#### [Exercise directions]
Retype, character for character, the line containing "Target: pointed stone roof" along with each line after it through the end of the data, and only those.

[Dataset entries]
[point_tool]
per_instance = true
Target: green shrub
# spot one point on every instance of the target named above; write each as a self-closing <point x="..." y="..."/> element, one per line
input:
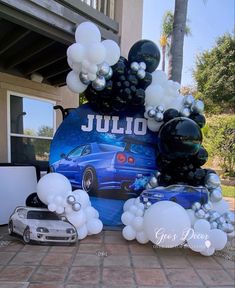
<point x="219" y="140"/>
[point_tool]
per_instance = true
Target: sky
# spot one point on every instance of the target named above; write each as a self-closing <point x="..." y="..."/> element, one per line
<point x="208" y="19"/>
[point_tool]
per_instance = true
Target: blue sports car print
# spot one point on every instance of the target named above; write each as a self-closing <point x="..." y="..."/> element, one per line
<point x="182" y="194"/>
<point x="98" y="166"/>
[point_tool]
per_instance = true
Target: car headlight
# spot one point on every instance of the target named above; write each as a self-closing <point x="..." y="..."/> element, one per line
<point x="70" y="230"/>
<point x="42" y="230"/>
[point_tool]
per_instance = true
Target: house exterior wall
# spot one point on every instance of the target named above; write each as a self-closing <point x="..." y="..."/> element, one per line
<point x="62" y="96"/>
<point x="129" y="15"/>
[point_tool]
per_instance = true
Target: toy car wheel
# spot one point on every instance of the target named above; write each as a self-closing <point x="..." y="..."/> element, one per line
<point x="26" y="235"/>
<point x="10" y="228"/>
<point x="89" y="181"/>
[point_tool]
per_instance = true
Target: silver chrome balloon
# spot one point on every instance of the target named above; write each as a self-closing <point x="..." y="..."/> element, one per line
<point x="109" y="75"/>
<point x="142" y="65"/>
<point x="141" y="73"/>
<point x="214" y="215"/>
<point x="70" y="199"/>
<point x="214" y="225"/>
<point x="212" y="181"/>
<point x="196" y="206"/>
<point x="84" y="78"/>
<point x="229" y="217"/>
<point x="135" y="66"/>
<point x="99" y="83"/>
<point x="216" y="195"/>
<point x="103" y="69"/>
<point x="159" y="117"/>
<point x="188" y="100"/>
<point x="151" y="113"/>
<point x="221" y="220"/>
<point x="207" y="206"/>
<point x="76" y="206"/>
<point x="153" y="182"/>
<point x="200" y="214"/>
<point x="160" y="108"/>
<point x="197" y="106"/>
<point x="148" y="186"/>
<point x="148" y="204"/>
<point x="185" y="112"/>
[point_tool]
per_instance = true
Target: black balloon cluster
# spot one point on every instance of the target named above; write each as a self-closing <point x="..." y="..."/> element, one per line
<point x="181" y="154"/>
<point x="126" y="88"/>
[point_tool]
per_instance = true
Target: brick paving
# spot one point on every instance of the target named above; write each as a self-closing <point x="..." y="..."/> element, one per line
<point x="108" y="261"/>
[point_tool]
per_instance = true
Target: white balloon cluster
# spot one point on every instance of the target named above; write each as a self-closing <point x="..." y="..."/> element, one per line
<point x="90" y="59"/>
<point x="55" y="191"/>
<point x="205" y="240"/>
<point x="134" y="221"/>
<point x="160" y="95"/>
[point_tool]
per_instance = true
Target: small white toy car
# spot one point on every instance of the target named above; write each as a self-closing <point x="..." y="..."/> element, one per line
<point x="41" y="225"/>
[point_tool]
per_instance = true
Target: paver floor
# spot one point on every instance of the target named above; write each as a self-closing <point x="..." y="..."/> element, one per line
<point x="108" y="261"/>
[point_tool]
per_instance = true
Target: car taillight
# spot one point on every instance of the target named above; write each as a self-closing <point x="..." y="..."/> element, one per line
<point x="121" y="157"/>
<point x="131" y="160"/>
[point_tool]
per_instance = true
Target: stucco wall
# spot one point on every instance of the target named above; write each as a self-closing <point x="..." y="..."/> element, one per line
<point x="62" y="96"/>
<point x="129" y="14"/>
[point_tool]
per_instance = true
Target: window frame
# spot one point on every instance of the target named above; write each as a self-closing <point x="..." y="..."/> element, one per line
<point x="10" y="134"/>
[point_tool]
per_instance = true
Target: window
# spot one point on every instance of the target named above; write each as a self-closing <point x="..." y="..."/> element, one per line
<point x="31" y="129"/>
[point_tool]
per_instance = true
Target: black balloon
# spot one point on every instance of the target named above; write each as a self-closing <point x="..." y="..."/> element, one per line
<point x="33" y="201"/>
<point x="199" y="119"/>
<point x="170" y="114"/>
<point x="145" y="51"/>
<point x="179" y="137"/>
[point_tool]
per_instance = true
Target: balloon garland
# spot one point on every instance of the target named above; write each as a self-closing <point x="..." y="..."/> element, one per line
<point x="113" y="84"/>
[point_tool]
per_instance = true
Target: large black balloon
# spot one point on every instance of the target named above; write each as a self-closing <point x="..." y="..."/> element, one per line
<point x="179" y="137"/>
<point x="145" y="51"/>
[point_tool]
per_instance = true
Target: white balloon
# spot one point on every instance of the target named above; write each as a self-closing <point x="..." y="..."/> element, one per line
<point x="76" y="52"/>
<point x="128" y="203"/>
<point x="196" y="243"/>
<point x="128" y="233"/>
<point x="87" y="33"/>
<point x="52" y="207"/>
<point x="192" y="217"/>
<point x="208" y="251"/>
<point x="159" y="77"/>
<point x="154" y="95"/>
<point x="133" y="209"/>
<point x="92" y="76"/>
<point x="52" y="184"/>
<point x="82" y="232"/>
<point x="59" y="210"/>
<point x="218" y="239"/>
<point x="127" y="218"/>
<point x="112" y="52"/>
<point x="92" y="69"/>
<point x="165" y="223"/>
<point x="139" y="212"/>
<point x="202" y="226"/>
<point x="153" y="125"/>
<point x="137" y="223"/>
<point x="77" y="218"/>
<point x="222" y="206"/>
<point x="94" y="226"/>
<point x="96" y="53"/>
<point x="141" y="237"/>
<point x="91" y="213"/>
<point x="82" y="197"/>
<point x="74" y="83"/>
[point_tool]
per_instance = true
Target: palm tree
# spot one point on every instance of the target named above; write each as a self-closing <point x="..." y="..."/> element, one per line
<point x="167" y="30"/>
<point x="177" y="41"/>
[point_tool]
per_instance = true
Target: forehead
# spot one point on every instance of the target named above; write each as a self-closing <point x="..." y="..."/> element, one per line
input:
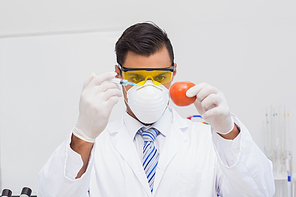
<point x="160" y="59"/>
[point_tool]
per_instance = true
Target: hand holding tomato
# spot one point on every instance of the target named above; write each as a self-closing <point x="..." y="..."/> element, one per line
<point x="178" y="93"/>
<point x="212" y="106"/>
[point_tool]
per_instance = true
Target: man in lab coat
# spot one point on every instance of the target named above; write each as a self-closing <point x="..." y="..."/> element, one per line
<point x="102" y="159"/>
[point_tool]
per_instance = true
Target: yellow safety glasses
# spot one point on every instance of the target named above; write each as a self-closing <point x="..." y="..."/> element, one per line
<point x="139" y="76"/>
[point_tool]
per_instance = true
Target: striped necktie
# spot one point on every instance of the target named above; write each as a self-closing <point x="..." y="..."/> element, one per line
<point x="150" y="154"/>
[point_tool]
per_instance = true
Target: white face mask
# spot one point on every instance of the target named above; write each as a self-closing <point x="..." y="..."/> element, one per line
<point x="148" y="101"/>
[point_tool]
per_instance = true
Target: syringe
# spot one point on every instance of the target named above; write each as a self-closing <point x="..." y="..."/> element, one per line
<point x="123" y="82"/>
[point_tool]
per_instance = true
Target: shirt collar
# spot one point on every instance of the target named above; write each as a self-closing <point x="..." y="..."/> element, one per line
<point x="132" y="125"/>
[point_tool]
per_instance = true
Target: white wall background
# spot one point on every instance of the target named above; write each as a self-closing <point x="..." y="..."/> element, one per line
<point x="47" y="49"/>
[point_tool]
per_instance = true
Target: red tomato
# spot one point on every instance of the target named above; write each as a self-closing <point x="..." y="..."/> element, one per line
<point x="178" y="93"/>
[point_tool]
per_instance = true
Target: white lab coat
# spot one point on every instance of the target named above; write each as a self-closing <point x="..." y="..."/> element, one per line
<point x="192" y="163"/>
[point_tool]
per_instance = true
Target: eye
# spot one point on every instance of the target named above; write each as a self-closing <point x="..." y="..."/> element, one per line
<point x="160" y="77"/>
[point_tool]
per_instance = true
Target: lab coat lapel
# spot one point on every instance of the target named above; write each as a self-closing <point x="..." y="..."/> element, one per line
<point x="172" y="145"/>
<point x="126" y="148"/>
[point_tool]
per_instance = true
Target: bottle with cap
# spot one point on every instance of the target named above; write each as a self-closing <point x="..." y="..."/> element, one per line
<point x="6" y="193"/>
<point x="26" y="192"/>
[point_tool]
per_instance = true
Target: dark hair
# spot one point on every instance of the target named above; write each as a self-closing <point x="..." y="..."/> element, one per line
<point x="143" y="39"/>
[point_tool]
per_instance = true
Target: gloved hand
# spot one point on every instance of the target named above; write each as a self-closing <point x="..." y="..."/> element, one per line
<point x="212" y="106"/>
<point x="97" y="100"/>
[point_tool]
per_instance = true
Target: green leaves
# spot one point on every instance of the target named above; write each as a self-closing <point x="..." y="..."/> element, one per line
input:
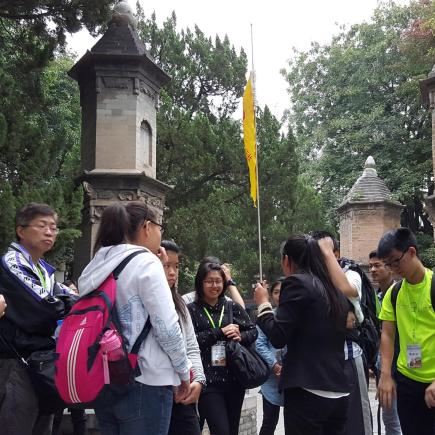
<point x="359" y="96"/>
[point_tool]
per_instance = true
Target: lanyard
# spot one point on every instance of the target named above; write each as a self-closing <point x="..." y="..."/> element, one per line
<point x="220" y="318"/>
<point x="415" y="308"/>
<point x="40" y="273"/>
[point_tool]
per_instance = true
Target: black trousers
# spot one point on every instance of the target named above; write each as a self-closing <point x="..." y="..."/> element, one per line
<point x="184" y="420"/>
<point x="414" y="415"/>
<point x="308" y="414"/>
<point x="222" y="411"/>
<point x="270" y="417"/>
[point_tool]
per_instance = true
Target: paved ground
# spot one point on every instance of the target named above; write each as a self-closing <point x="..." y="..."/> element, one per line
<point x="280" y="427"/>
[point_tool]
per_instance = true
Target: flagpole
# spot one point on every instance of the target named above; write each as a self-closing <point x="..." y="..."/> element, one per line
<point x="256" y="163"/>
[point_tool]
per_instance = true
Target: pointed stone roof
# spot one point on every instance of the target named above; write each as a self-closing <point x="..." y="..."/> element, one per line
<point x="121" y="36"/>
<point x="120" y="44"/>
<point x="369" y="187"/>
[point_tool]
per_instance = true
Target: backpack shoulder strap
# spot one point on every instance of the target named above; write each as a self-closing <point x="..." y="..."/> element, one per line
<point x="229" y="305"/>
<point x="139" y="340"/>
<point x="394" y="293"/>
<point x="124" y="262"/>
<point x="432" y="291"/>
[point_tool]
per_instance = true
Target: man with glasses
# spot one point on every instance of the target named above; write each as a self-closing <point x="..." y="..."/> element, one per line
<point x="382" y="275"/>
<point x="414" y="316"/>
<point x="35" y="302"/>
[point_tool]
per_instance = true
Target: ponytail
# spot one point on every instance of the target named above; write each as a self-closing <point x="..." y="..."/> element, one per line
<point x="305" y="253"/>
<point x="121" y="222"/>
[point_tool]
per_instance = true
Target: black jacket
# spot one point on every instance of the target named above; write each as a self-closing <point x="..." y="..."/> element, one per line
<point x="315" y="343"/>
<point x="218" y="378"/>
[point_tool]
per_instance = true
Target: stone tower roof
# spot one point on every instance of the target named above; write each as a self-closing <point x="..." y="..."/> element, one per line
<point x="369" y="187"/>
<point x="121" y="36"/>
<point x="120" y="45"/>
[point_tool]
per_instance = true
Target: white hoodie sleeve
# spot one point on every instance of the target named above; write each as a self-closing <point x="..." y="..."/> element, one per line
<point x="156" y="297"/>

#### [Answer section]
Target: pointed stone roof
# spot one point on every instance of the target named above; write each as a self-closing <point x="..." y="..."/> element, one per line
<point x="121" y="36"/>
<point x="120" y="44"/>
<point x="369" y="187"/>
[point_tool]
per_instance = true
Target: backpack shoulder strap
# spot one point on every instance of the target named above; write each as a self-closing <point x="..." y="..."/> element, one per line
<point x="229" y="305"/>
<point x="139" y="340"/>
<point x="394" y="293"/>
<point x="124" y="262"/>
<point x="432" y="291"/>
[point_tool]
per_instance = true
Target: man with glasses
# spot one point on every instance of the target named above; write each as a self-closing <point x="..." y="..."/> element, one per line
<point x="382" y="275"/>
<point x="414" y="316"/>
<point x="35" y="302"/>
[point_tool]
per_instance = true
Target: ponytail
# spot one point on every instance of the target named above; write each as a self-closing <point x="..." y="..."/> element, one per line
<point x="305" y="253"/>
<point x="121" y="222"/>
[point_tool]
per_instance = true
Target: black jacket
# spot one point on every instance of the target named above; write each as a self-closing <point x="..." y="..."/> element, one per line
<point x="315" y="343"/>
<point x="218" y="378"/>
[point_tool]
per_instance = true
Target: stone tower roof
# spot one point on every instance of the target named above; write each as a self-closing <point x="..." y="..."/> element, one per line
<point x="369" y="187"/>
<point x="121" y="36"/>
<point x="120" y="45"/>
[point_tool]
per_instance = true
Target: white hoodie sleeve
# spot one point on every instance of the target named above; write each as a self-closing <point x="..." y="..."/> element, one per line
<point x="156" y="297"/>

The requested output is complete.